TASK STATEMENT: Convert every line of the listing below into a numbered list, omitting any blank lines.

STORED RECORDS:

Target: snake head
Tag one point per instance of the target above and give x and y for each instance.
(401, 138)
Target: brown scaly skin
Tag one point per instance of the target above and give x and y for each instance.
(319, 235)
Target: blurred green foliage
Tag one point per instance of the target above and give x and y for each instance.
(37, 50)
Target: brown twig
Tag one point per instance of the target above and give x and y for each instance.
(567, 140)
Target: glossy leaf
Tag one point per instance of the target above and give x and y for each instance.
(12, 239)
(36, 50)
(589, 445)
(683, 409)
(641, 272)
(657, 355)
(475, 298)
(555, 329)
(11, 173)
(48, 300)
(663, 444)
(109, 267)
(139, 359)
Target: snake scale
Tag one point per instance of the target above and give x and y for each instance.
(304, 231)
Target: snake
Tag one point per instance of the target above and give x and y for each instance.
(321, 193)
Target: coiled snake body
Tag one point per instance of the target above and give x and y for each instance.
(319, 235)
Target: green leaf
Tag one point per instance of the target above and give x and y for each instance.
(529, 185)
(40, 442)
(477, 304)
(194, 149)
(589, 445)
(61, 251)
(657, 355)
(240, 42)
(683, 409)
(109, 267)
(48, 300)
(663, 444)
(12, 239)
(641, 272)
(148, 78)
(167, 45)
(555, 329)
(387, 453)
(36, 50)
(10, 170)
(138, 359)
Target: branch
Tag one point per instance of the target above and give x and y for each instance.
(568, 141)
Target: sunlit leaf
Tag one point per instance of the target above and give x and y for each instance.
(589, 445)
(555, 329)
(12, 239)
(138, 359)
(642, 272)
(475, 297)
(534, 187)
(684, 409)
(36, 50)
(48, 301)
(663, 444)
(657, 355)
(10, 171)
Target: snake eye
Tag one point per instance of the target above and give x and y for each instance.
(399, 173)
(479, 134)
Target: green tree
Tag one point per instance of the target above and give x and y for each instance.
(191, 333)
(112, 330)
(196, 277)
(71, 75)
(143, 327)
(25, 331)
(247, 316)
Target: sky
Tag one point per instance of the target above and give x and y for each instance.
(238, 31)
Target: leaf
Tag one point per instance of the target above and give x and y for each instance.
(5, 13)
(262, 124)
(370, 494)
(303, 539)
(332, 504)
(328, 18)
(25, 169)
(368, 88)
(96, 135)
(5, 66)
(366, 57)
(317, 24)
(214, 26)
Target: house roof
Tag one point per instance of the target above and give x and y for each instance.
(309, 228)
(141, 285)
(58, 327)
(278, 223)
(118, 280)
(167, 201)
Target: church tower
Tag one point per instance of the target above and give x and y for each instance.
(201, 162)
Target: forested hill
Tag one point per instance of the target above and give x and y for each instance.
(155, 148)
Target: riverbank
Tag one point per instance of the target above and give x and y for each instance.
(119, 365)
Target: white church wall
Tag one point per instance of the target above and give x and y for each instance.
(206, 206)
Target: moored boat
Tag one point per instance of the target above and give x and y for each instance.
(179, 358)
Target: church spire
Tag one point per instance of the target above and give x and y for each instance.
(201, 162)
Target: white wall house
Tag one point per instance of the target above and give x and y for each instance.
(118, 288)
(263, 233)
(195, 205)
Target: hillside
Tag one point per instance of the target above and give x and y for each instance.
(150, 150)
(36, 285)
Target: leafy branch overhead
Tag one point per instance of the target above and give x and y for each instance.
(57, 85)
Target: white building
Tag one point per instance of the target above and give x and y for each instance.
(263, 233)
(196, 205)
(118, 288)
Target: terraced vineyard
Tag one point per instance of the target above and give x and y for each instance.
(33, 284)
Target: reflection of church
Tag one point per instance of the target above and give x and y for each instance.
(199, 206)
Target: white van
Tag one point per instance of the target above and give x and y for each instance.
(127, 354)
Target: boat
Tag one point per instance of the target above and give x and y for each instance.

ANSWER FOR THE TASK:
1. Target: snake head
2. Tag one point per instance of the target above and give x and y for each instance.
3. (401, 138)
4. Target: brown scaly skin
5. Tag one point per instance of the target above and give x and y for each instance.
6. (319, 235)
7. Target: blurred green foliage
8. Tag one point per instance of the target above and give x and y for each instance.
9. (37, 50)
10. Target: brown twig
11. Tag one point per instance of the target above and give x and y for each instance.
12. (567, 140)
13. Target: glossy leaf
14. Tag one point per instance of the target above and give x and y for each instance.
15. (12, 239)
16. (36, 50)
17. (589, 445)
18. (683, 409)
19. (641, 272)
20. (657, 355)
21. (475, 298)
22. (555, 329)
23. (11, 173)
24. (48, 300)
25. (663, 444)
26. (109, 267)
27. (139, 359)
28. Target: snake scale
29. Tag one point per instance of the target above and give x and y for each instance.
30. (304, 231)
31. Target: snake
32. Tag one point per instance of the target above and give x and y for each instance.
33. (321, 193)
34. Target: coiled snake body
35. Tag one point per instance of the target above and give x and y for each instance.
36. (319, 235)
37. Target: green leaf
38. Tag one point per instance of the target above and give x and y for each instance.
39. (529, 185)
40. (40, 442)
41. (477, 304)
42. (194, 149)
43. (589, 445)
44. (61, 251)
45. (657, 355)
46. (240, 42)
47. (683, 409)
48. (109, 267)
49. (48, 300)
50. (663, 444)
51. (12, 239)
52. (641, 272)
53. (148, 78)
54. (167, 45)
55. (555, 329)
56. (387, 453)
57. (36, 50)
58. (10, 170)
59. (138, 359)
60. Target: branch
61. Tag one point per instance of the target above and give x and y for each instance.
62. (568, 141)
63. Target: sunlit leaf
64. Tag one point per instance of the target above and give x and y for each instance.
65. (589, 445)
66. (555, 329)
67. (12, 239)
68. (138, 359)
69. (642, 272)
70. (475, 297)
71. (534, 187)
72. (684, 409)
73. (36, 50)
74. (48, 301)
75. (663, 444)
76. (657, 355)
77. (10, 171)
78. Target: snake eye
79. Tag one point per instance of the target above and give x and y for each instance.
80. (399, 173)
81. (479, 134)
82. Target: green tree
83. Tag one point per instance of the target above and give x and y for each instance.
84. (191, 333)
85. (112, 330)
86. (196, 277)
87. (71, 75)
88. (143, 327)
89. (25, 331)
90. (247, 316)
91. Target: sky
92. Tag one point per instance of the target above and give x and y for each instance.
93. (238, 31)
94. Target: leaf
95. Tag one point per instance of the target above and give x and y for each instance.
96. (5, 13)
97. (262, 124)
98. (370, 494)
99. (303, 539)
100. (332, 504)
101. (328, 18)
102. (25, 169)
103. (368, 88)
104. (96, 135)
105. (5, 66)
106. (366, 57)
107. (317, 24)
108. (214, 26)
109. Target: house roof
110. Tag one point per instance of the target above and give x and y for each instance.
111. (309, 228)
112. (141, 285)
113. (58, 327)
114. (278, 223)
115. (118, 280)
116. (167, 201)
117. Target: church tower
118. Tag one point per instance of the target above and give x and y for each instance.
119. (201, 162)
120. Target: forested hill
121. Tag one point per instance of the target above and give x and y for each instance.
122. (155, 148)
123. Target: riverbank
124. Tag one point per instance of the target above and give x and y for each instance.
125. (119, 365)
126. Target: white church wall
127. Tag one point per instance of the target above and give x and y for each instance.
128. (206, 206)
129. Target: moored boat
130. Tag one point per instance of the target above and give x and y for each instance.
131. (179, 358)
132. Target: church spire
133. Tag one point per instance of the target above and give x and y for each instance.
134. (201, 162)
135. Target: white wall house
136. Tag one point per instance of the target above and give x and y for each instance.
137. (118, 288)
138. (263, 233)
139. (195, 205)
140. Target: hillside
141. Tag one point per instance of the target above and give x and y for each instance.
142. (150, 150)
143. (36, 285)
144. Target: leafy branch overhead
145. Tag one point per instance of the target above and give x and y for each instance.
146. (57, 85)
147. Target: white building
148. Tag one point per instance of the target above and give x and y for each instance.
149. (263, 233)
150. (196, 205)
151. (118, 288)
152. Target: terraced vineyard
153. Tag one point per instance of the target above and give x and y for each instance.
154. (33, 284)
155. Target: reflection of church
156. Tag one point per instance of the target above and give x and y for each instance.
157. (199, 206)
158. Target: white van
159. Tag one point per instance of the target above and give x and y for each instance.
160. (127, 354)
161. Target: boat
162. Tag one point per instance of the target above and give x and y for each instance.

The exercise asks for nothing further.